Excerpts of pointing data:
=======
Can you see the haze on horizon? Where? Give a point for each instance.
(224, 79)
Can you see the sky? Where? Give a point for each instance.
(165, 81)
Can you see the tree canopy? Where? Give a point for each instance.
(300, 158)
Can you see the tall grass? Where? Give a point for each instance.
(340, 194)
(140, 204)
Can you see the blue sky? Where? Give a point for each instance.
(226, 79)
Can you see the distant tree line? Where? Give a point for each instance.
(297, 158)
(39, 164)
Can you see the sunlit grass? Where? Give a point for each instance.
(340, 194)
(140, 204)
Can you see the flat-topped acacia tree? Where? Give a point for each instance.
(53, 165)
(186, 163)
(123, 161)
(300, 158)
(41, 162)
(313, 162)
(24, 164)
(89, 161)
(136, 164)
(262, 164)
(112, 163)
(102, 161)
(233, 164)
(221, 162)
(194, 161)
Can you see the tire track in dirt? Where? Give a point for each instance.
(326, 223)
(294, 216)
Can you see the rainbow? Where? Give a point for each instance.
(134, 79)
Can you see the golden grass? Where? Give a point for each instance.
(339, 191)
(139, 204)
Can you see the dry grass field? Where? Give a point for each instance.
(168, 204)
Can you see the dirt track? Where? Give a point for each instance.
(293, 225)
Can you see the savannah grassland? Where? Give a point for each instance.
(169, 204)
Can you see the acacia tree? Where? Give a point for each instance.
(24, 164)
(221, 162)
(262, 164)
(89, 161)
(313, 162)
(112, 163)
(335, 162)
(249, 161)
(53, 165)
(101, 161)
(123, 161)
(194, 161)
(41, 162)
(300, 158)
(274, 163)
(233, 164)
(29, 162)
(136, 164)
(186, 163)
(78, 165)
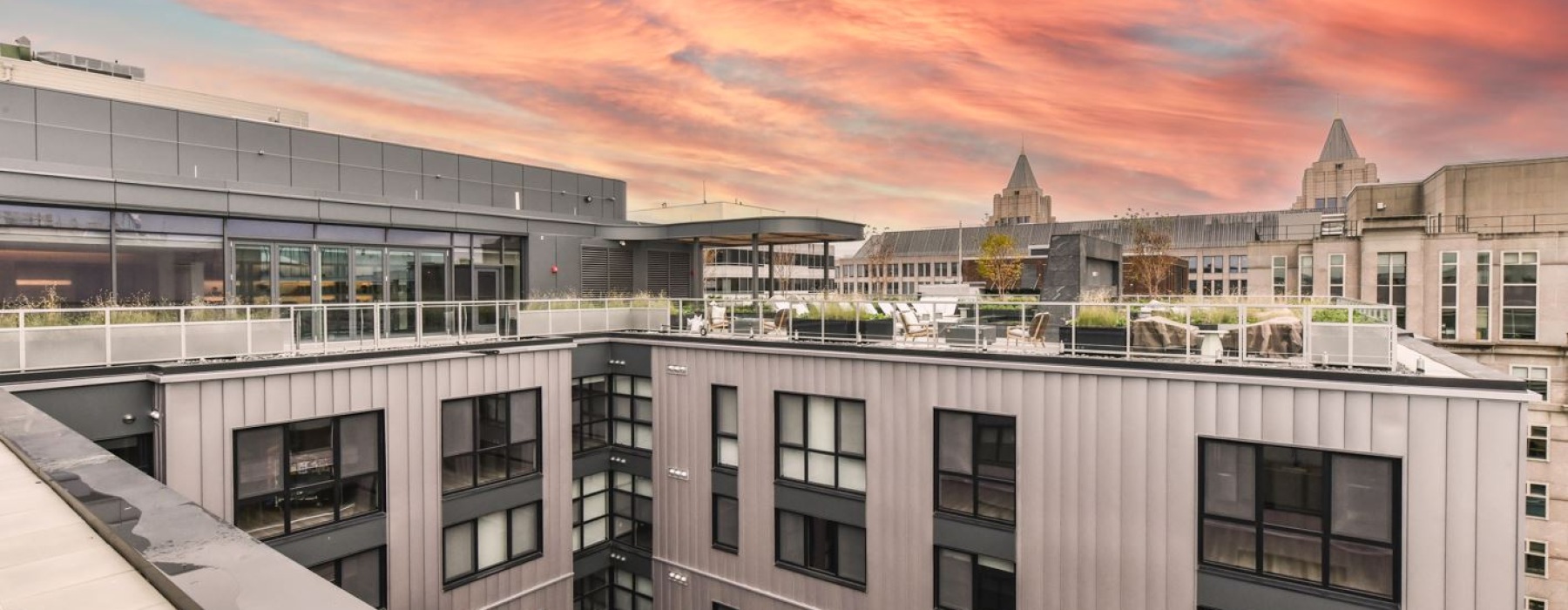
=======
- **Task statement**:
How many lines of the data above contain the string "dirt", matching case exactly? Give only the number.

- **Exercise solution**:
2